§ **Work instruction A**:
Check each statement against the passage on HMOs and a hospital bill. For each, answer yes or no and quote the words of the text that decide it.
(i) The writer's sister was a nurse.
(ii) The writer was dressed and ready to leave at 8 a.m.
(iii) An increase in utilization lowers the premium in the following year.
§ **Work instruction B**:
In the passage on HMOs and a hospital bill, how much antibiotic did the bill charge to the HMO?
§ **Work instruction C**:
List every clock time stated in the passage on HMOs and a hospital bill.

§ **Passage to read**:
···

Whether HMOs make profits or lose money is irrelevant. It is a business. More importantly, it is in the insurance business. Thus, some make money and some don’t. Some lose money on a particular year and then make a killing on another year.
But it is wrong to assume that increased utilization of medical benefits through HMOs do not eventually have an impact on employee cardholders or on the companies who pay for the premiums. Any increase in utilization automatically raises the premium in the succeeding year. And more importantly, any utilization reduces one’s personal medical benefits under the plan so the available balance for succeeding treatments become less and less. The possibility that one eventually pays up for medical costs beyond the prescribed limit becomes higher.
Let me now share the personal experience that triggered this piece. I was hospitalized last week (yes, again, and I am praying hard it would be the last in a while) and underwent emergency surgery for an infection. Part of the treatment regimen was heavy doses of antibiotics.
I was cleared for discharge Thursday evening so we expected our bills to be processed early morning of Friday so we could leave before the cut-off time and avoid being charged another day for room and board. I was prepped up, dressed, and ready to go at 8 a.m. By 9 a.m., the nurses said the papers would be ready in a few minutes. By 10 a.m., my sister could no longer bear the waiting time and decided to take matters into her hands.
She marched into the billing section and demanded to be shown the final bill. Because my sister happened to be a nurse, she decided to check the bill. To her horror, she discovered that the total dosage of antibiotics that was supposed to have been pumped into my body, and which was being charged to my HMO, was three times more than what an ordinary mortal would be able to take. It was either of two things. Either there was an overdose or there was something wrong with the bill.

···

§ **Extracted data**:
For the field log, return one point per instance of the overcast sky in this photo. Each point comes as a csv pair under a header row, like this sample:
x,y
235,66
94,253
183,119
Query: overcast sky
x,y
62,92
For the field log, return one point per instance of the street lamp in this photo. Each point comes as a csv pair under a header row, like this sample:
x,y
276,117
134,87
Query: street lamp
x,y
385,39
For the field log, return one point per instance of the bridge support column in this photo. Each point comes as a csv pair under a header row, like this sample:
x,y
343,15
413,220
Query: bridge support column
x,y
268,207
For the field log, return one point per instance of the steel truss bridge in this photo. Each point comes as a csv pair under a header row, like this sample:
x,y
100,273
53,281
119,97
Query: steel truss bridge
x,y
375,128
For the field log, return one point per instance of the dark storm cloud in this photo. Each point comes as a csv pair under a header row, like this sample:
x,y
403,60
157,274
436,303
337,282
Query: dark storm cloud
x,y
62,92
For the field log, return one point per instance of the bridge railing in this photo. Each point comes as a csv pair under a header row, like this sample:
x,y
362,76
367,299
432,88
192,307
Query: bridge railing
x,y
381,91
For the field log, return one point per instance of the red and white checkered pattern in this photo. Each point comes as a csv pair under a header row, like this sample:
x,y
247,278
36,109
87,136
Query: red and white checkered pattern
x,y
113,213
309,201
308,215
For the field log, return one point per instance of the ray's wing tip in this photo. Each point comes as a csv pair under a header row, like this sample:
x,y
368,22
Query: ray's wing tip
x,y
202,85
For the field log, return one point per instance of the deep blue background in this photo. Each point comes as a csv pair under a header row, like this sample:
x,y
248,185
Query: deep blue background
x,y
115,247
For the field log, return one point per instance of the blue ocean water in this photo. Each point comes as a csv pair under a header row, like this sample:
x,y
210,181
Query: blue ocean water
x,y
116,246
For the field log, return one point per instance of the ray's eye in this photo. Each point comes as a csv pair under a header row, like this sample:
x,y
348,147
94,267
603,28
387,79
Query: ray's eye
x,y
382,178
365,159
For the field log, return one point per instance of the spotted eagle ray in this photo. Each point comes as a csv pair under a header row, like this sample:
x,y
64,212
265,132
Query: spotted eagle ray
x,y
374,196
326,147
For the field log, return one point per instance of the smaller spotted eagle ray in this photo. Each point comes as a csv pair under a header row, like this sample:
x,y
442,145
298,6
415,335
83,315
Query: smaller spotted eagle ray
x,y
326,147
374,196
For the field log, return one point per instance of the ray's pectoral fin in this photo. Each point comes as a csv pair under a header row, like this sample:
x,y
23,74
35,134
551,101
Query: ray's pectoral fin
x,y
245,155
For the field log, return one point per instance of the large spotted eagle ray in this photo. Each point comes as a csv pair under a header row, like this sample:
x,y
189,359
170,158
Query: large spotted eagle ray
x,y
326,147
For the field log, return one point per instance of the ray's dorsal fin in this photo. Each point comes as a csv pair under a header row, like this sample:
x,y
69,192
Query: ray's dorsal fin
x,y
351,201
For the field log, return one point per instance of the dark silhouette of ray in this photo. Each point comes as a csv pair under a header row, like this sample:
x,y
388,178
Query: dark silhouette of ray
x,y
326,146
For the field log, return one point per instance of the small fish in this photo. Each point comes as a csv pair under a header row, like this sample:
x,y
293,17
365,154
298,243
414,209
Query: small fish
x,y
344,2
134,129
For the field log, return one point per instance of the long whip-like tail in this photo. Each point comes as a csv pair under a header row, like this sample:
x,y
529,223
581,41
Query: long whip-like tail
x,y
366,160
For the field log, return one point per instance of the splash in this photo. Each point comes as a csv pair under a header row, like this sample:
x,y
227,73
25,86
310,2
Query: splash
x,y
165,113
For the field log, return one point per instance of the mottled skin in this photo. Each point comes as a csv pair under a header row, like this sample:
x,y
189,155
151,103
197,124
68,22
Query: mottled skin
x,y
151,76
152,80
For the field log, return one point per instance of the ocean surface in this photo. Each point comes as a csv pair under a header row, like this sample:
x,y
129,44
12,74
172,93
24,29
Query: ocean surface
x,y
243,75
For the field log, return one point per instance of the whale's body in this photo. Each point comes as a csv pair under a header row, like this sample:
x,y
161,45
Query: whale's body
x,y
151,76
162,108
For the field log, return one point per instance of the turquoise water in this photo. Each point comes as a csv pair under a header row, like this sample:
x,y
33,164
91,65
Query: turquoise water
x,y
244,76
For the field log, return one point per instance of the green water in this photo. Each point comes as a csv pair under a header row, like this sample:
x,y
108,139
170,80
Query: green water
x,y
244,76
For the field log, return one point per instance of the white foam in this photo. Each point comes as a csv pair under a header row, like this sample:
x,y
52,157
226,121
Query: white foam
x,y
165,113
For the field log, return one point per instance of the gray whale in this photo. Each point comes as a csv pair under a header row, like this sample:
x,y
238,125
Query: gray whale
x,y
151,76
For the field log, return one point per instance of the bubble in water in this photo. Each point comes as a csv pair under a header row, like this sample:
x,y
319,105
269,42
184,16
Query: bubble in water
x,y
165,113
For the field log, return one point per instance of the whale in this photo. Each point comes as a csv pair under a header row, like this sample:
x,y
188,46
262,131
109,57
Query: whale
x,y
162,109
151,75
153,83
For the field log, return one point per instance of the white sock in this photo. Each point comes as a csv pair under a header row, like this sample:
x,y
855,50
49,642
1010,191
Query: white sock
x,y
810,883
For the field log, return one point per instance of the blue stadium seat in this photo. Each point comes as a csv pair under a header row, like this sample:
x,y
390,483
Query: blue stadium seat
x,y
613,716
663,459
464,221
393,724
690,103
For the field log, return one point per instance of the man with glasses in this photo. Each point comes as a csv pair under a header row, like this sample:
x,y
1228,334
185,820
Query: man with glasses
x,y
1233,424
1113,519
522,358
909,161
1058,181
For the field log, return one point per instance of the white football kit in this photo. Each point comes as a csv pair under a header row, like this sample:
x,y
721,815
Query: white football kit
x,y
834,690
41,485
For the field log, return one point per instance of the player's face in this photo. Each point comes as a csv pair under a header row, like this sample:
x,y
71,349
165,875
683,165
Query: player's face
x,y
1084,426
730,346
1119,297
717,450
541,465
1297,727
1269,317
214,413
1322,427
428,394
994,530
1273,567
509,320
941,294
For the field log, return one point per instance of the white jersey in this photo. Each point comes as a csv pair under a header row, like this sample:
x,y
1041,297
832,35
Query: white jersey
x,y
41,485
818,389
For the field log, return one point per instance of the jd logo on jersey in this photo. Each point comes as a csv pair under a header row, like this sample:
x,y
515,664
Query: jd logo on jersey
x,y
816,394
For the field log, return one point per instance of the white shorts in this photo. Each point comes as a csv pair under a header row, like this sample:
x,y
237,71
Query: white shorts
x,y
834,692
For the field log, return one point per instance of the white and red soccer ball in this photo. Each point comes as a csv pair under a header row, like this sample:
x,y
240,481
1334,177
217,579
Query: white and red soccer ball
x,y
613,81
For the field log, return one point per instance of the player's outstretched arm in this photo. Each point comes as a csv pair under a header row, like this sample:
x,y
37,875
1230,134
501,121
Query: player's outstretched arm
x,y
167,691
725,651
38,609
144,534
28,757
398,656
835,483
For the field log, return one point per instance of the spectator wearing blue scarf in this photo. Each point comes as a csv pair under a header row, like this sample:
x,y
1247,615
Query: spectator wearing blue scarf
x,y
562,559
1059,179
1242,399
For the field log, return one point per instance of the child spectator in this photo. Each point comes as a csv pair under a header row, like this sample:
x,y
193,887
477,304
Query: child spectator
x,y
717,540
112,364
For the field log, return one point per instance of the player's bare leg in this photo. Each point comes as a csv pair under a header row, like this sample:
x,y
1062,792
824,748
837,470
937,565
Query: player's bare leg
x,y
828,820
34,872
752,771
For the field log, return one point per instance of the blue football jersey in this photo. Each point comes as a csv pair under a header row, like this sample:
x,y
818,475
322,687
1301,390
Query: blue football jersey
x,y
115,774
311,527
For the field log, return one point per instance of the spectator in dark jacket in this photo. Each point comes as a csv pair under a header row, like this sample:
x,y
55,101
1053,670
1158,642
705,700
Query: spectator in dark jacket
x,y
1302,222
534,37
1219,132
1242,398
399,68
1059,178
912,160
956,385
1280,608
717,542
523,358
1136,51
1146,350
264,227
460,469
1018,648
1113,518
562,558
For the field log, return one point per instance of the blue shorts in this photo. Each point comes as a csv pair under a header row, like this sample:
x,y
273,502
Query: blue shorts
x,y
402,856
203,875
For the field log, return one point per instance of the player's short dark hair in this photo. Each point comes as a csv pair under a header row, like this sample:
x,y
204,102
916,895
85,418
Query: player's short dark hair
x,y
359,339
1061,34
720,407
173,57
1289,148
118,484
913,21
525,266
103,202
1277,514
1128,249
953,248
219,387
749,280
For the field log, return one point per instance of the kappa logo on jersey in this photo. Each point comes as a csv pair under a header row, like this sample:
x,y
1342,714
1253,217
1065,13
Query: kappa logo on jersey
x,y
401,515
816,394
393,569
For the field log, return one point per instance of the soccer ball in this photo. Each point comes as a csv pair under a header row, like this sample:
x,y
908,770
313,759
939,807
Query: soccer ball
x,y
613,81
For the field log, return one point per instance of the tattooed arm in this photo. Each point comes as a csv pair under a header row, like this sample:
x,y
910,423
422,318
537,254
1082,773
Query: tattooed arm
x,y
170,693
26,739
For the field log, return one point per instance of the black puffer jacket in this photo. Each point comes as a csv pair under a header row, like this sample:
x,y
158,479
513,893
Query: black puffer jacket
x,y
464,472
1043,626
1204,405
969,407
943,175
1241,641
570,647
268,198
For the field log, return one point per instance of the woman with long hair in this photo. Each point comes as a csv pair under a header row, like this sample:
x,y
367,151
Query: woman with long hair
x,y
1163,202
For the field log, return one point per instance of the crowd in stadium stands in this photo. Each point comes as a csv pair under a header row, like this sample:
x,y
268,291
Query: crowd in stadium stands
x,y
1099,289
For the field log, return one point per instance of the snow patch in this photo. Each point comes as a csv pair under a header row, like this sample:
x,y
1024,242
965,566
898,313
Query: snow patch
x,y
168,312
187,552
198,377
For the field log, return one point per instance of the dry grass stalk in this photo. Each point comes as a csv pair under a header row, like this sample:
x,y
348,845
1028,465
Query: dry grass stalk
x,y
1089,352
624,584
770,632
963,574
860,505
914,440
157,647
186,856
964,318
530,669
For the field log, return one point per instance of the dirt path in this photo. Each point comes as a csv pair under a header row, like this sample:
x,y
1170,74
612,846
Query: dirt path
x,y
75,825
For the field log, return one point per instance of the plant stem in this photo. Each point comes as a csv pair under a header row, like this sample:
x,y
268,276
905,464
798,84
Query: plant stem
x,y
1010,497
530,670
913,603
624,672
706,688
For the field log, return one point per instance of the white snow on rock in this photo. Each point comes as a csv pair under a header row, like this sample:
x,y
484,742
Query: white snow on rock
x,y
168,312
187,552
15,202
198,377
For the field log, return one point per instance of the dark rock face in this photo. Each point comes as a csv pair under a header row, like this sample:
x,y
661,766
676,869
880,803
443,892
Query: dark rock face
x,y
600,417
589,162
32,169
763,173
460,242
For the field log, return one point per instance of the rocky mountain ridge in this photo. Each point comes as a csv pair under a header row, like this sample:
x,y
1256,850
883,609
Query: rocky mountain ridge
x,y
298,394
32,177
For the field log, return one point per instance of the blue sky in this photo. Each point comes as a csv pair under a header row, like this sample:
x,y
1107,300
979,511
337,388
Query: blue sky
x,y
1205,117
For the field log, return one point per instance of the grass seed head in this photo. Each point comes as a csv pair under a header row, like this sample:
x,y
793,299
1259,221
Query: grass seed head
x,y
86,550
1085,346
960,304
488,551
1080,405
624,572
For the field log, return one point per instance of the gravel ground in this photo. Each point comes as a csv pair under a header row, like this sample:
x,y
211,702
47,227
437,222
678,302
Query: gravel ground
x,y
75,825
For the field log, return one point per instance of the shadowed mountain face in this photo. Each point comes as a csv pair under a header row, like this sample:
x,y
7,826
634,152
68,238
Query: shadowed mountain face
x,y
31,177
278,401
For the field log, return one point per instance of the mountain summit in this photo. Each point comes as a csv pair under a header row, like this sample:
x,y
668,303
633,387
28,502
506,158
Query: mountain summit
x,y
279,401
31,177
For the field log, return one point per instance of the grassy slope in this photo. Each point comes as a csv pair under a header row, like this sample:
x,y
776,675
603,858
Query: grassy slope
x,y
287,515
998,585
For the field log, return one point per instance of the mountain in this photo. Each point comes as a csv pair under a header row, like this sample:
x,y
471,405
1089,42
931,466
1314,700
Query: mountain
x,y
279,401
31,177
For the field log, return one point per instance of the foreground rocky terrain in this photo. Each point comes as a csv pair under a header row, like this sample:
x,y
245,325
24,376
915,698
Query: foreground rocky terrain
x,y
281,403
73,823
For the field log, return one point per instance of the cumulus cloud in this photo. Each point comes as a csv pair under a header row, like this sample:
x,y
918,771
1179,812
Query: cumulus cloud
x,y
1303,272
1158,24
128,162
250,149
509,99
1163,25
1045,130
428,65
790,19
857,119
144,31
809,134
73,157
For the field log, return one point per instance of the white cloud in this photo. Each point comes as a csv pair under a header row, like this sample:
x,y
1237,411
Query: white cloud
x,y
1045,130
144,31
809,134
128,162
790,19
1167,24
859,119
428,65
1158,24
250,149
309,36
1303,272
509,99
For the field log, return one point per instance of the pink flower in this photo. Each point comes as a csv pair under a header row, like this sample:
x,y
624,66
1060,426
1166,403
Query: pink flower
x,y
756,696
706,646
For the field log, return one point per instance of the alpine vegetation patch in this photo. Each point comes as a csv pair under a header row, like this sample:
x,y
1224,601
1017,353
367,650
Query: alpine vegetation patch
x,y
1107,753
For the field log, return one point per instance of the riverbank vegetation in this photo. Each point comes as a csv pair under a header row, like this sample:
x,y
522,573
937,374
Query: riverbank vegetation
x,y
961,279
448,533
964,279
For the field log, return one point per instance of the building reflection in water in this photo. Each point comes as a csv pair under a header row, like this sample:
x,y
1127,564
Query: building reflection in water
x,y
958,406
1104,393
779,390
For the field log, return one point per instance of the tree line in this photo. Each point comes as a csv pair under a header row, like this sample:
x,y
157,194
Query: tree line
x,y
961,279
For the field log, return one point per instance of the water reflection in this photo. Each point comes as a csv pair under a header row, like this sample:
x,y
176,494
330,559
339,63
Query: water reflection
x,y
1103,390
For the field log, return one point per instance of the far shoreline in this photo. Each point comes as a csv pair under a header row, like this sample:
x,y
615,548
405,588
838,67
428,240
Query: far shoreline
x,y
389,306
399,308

···

§ **Result A**:
(i) Yes: "Because my sister happened to be a nurse, she decided to check the bill."
(ii) Yes: "I was prepped up, dressed, and ready to go at 8 a.m."
(iii) No: "Any increase in utilization automatically raises the premium in the succeeding year."

§ **Result B**:
The bill charged a total dosage three times more than what an ordinary mortal would be able to take.

§ **Result C**:
8 a.m.
9 a.m.
10 a.m.